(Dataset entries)
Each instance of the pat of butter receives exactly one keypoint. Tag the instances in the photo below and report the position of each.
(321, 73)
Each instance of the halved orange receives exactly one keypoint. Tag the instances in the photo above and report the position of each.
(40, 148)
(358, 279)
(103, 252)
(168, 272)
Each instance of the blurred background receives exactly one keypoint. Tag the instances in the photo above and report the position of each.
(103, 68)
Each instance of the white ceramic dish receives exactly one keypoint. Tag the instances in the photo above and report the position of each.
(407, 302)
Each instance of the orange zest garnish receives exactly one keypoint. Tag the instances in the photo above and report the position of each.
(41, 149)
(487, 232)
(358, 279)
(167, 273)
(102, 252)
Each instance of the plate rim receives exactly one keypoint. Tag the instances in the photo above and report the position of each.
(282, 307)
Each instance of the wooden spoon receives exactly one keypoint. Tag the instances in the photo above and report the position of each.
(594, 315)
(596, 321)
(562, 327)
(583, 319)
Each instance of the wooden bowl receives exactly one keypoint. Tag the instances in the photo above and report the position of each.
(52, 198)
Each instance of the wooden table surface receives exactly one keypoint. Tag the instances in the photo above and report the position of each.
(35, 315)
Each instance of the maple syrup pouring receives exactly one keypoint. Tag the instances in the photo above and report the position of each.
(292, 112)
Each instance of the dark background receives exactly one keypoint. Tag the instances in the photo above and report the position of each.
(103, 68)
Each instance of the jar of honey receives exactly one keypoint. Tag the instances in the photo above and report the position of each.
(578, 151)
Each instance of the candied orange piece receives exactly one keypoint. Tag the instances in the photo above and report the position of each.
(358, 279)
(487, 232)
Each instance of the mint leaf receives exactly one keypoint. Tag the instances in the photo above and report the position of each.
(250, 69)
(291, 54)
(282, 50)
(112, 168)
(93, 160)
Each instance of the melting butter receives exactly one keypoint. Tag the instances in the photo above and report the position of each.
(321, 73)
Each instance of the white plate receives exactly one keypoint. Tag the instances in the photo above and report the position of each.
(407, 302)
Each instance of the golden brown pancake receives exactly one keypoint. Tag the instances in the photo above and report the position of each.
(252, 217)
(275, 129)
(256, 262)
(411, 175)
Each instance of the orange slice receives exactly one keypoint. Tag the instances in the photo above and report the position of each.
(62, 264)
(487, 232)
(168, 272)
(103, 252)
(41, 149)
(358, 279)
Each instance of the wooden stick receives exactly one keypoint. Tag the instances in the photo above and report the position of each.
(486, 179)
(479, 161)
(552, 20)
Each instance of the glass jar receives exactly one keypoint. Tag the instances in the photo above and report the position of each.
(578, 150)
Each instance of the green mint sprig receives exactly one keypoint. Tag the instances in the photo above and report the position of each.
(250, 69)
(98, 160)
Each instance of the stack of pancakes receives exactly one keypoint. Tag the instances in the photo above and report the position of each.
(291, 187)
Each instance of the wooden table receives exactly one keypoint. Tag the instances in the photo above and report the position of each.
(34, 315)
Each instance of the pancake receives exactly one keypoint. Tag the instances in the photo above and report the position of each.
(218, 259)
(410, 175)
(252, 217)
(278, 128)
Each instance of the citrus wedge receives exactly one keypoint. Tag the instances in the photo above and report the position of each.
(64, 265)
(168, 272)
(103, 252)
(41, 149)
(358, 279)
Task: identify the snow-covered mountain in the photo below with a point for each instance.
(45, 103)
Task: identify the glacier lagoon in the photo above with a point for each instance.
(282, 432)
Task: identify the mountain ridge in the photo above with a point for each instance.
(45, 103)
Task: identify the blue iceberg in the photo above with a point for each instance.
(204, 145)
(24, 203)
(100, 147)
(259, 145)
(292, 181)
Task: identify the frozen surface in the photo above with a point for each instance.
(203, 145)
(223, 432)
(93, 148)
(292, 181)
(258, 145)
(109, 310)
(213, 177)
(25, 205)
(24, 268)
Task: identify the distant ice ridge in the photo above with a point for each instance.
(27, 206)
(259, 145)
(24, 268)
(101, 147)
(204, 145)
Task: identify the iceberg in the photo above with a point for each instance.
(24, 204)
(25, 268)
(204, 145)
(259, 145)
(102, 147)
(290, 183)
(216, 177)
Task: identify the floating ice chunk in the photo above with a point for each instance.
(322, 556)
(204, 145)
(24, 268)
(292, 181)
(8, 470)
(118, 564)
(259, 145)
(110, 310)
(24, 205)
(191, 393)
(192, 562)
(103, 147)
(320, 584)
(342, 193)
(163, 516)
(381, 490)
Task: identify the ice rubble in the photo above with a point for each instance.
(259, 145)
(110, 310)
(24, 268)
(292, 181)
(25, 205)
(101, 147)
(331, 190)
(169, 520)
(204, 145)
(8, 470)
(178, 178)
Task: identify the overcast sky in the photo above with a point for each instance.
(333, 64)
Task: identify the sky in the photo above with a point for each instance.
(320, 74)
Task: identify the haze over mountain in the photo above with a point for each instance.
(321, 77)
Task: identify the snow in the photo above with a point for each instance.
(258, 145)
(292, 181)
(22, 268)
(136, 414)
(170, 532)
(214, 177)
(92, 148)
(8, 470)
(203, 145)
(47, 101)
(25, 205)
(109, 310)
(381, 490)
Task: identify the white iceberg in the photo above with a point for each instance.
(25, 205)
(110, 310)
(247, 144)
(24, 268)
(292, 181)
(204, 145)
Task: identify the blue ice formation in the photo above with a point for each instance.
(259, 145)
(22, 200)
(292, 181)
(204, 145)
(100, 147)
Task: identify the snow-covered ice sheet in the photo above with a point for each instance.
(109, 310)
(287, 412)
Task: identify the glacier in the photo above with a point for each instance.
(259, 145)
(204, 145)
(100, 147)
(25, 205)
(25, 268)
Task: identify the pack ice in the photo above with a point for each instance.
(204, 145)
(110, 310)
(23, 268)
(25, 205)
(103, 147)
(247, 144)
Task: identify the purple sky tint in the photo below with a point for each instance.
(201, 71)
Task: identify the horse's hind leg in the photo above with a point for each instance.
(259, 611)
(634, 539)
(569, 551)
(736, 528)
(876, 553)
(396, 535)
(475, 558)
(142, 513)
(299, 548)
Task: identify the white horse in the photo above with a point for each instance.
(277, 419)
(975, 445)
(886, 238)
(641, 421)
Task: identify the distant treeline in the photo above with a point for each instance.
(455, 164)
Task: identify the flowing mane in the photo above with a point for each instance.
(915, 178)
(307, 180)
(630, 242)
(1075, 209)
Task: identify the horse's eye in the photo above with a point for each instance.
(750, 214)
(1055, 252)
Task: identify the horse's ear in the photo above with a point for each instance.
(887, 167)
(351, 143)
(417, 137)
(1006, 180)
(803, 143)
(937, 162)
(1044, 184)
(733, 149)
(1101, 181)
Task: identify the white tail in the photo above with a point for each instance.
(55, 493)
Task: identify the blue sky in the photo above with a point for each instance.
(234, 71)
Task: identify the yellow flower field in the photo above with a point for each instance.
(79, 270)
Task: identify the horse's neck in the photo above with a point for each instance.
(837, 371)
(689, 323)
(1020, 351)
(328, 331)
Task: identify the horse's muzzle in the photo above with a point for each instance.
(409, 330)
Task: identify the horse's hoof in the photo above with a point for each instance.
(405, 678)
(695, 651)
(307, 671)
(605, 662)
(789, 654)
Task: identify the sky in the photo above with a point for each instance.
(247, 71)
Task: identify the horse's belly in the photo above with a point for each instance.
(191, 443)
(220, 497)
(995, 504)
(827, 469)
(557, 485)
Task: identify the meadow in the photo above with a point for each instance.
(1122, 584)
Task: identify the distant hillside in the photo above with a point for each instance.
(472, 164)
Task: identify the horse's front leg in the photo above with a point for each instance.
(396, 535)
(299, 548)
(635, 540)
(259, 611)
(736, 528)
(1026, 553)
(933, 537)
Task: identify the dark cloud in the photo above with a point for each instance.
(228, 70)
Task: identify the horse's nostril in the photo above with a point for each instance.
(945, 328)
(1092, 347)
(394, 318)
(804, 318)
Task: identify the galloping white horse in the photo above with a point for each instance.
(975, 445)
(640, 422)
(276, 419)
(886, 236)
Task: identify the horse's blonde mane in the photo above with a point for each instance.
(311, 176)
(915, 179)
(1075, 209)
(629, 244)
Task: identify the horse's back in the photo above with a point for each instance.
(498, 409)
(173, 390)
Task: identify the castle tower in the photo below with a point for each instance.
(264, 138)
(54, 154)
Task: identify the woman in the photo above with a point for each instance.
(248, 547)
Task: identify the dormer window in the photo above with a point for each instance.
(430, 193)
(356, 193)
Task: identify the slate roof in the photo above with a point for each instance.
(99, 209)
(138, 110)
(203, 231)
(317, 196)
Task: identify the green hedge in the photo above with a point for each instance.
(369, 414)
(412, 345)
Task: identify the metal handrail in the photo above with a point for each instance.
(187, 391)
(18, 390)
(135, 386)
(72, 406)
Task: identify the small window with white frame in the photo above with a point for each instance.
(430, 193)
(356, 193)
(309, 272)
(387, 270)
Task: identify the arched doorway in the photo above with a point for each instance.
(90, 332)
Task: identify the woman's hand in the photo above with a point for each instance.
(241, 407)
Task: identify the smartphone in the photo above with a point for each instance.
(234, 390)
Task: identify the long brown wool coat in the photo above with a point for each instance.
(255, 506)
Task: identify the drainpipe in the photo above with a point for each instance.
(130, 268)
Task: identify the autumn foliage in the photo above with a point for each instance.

• [YOUR ASSIGNMENT]
Copy, without any change, the lines from the one that contains "Task: identify the castle" to the final line of the entries above.

• [ANSWER SPACE]
Task: identify the castle tower in the photo below with a point for each instance.
(264, 138)
(54, 154)
Task: identify the woman in the photo above with a point for each instance.
(248, 547)
Task: identify the dormer window in the photo above with a point for each instance.
(430, 193)
(356, 193)
Task: identify the slate roof in the photo above with a point for each instance.
(99, 209)
(138, 110)
(203, 231)
(317, 196)
Task: identify the green hedge in the photo above with a point for each instance.
(369, 414)
(412, 345)
Task: identify the metal handrail in the photo above with a point for each instance.
(187, 391)
(18, 390)
(135, 386)
(72, 406)
Task: identify the small window with white frame in the photo above with a point for each instance.
(430, 193)
(356, 193)
(309, 272)
(387, 270)
Task: identify the arched doorway in the photo above with a point for each instance.
(90, 332)
Task: identify the woman's hand in the photo above with a point for each instance.
(241, 407)
Task: identify the smartphone in the photo above with a point for each instance.
(234, 390)
Task: identify the long brown wool coat in the photo above with a point for each instance.
(255, 506)
Task: identify the drainpipe in the photo above with a point for each instance.
(130, 268)
Task: identify the autumn foliage in the photo above with a point for each instance.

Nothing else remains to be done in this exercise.